WHAT IS ASKED
Without including any pictures, write out all the entries exactly.

——

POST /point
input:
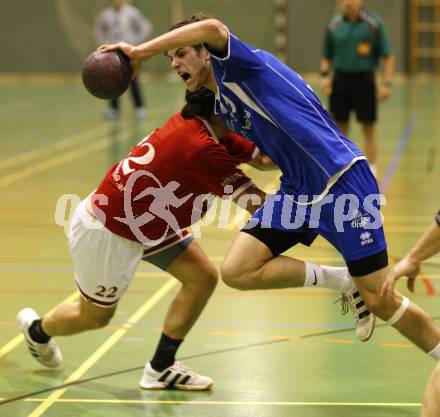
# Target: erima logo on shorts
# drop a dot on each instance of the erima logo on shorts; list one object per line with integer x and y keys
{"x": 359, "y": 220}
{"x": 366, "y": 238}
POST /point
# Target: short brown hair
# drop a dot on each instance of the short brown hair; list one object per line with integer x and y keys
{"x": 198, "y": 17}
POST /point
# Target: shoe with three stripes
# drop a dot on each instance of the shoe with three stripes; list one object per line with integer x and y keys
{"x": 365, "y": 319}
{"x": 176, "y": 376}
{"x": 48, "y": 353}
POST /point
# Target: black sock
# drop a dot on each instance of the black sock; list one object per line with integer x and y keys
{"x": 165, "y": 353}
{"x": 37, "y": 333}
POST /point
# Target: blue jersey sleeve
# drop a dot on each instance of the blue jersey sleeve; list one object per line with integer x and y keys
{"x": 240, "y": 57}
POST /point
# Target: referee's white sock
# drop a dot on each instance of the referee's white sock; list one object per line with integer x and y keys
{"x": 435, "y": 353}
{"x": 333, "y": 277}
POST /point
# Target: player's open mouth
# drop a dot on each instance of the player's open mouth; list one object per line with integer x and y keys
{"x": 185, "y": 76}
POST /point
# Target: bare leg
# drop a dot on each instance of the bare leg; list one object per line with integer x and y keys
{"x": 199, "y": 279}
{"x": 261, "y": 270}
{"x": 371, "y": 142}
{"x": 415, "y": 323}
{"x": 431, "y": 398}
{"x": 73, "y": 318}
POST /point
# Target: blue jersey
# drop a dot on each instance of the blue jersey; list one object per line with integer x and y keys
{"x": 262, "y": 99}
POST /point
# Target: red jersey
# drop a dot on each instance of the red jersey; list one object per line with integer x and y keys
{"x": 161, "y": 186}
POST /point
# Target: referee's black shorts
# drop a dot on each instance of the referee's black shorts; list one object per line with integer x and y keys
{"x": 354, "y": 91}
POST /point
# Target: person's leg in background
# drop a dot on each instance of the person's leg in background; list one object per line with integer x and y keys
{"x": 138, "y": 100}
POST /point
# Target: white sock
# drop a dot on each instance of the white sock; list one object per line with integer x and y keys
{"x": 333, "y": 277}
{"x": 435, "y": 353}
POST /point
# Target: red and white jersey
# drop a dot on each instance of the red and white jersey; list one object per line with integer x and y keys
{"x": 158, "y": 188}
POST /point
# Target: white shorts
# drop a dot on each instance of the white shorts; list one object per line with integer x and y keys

——

REPLY TO THE EXERCISE
POST /point
input:
# Target: erima logo on shorts
# drop a dot on each instance of the erima logo on shorts; list one object per line with integer x and y keys
{"x": 359, "y": 220}
{"x": 366, "y": 238}
POST /point
# Target: short brown hair
# drop a dot on each instance of the short brown hair; list one object per line with integer x and y keys
{"x": 198, "y": 17}
POST /point
# Target: shoe with three stripes
# drop a dot on each instance of the shoe with three stripes; list one object per line with integer x and y keys
{"x": 365, "y": 319}
{"x": 176, "y": 376}
{"x": 48, "y": 353}
POST /point
# Target: black sock
# drop a dot on each instance of the black sock; list one object per line with integer x and y keys
{"x": 165, "y": 353}
{"x": 37, "y": 333}
POST /point
# Target: blue jersey sleeve
# drop a dot on each instance of the blue jersey sleeve; list one object per line with integer x and y keys
{"x": 240, "y": 57}
POST /point
# Target: referee's white sock
# drop a dot on each instance of the referee's white sock; list one object per line with integer x and y keys
{"x": 435, "y": 353}
{"x": 333, "y": 277}
POST /point
# Target: player's open mouth
# drop a dot on each instance of the player's open mouth; list one object per line with integer x and y keys
{"x": 185, "y": 76}
POST /point
# Target: bare leg
# drop a dot on each instance of the bare leg; list one object per line with integer x and y keys
{"x": 199, "y": 279}
{"x": 261, "y": 270}
{"x": 371, "y": 142}
{"x": 415, "y": 323}
{"x": 431, "y": 398}
{"x": 73, "y": 318}
POST /point
# Target: blue jersey
# drop a dot on each instance of the blue jersey; list one object per line with integer x and y keys
{"x": 262, "y": 99}
POST /point
# Target: red jersey
# drop a dot on each instance of the red jersey; list one object per line with integer x and y keys
{"x": 161, "y": 186}
POST /point
# Target: referee's black shorts
# drop a dot on each instance of the referee's black shorts; list one object per line with integer x and y keys
{"x": 354, "y": 91}
POST /point
# Target: person's leg in background
# drop a dot on each instance of the person's leg in background; list one object per line with integer x and y keys
{"x": 138, "y": 100}
POST /point
# Target: white sock
# drop a dot on each instance of the white sock; list one object per line with integer x and y keys
{"x": 333, "y": 277}
{"x": 435, "y": 353}
POST /point
# Target: red and white jersey
# drop a dot on each instance of the red and white jersey; list one object per line with integer x and y keys
{"x": 158, "y": 188}
POST /point
# Target: white shorts
# drop a dot on each instance of the white shorts; list one object per line with integer x and y keys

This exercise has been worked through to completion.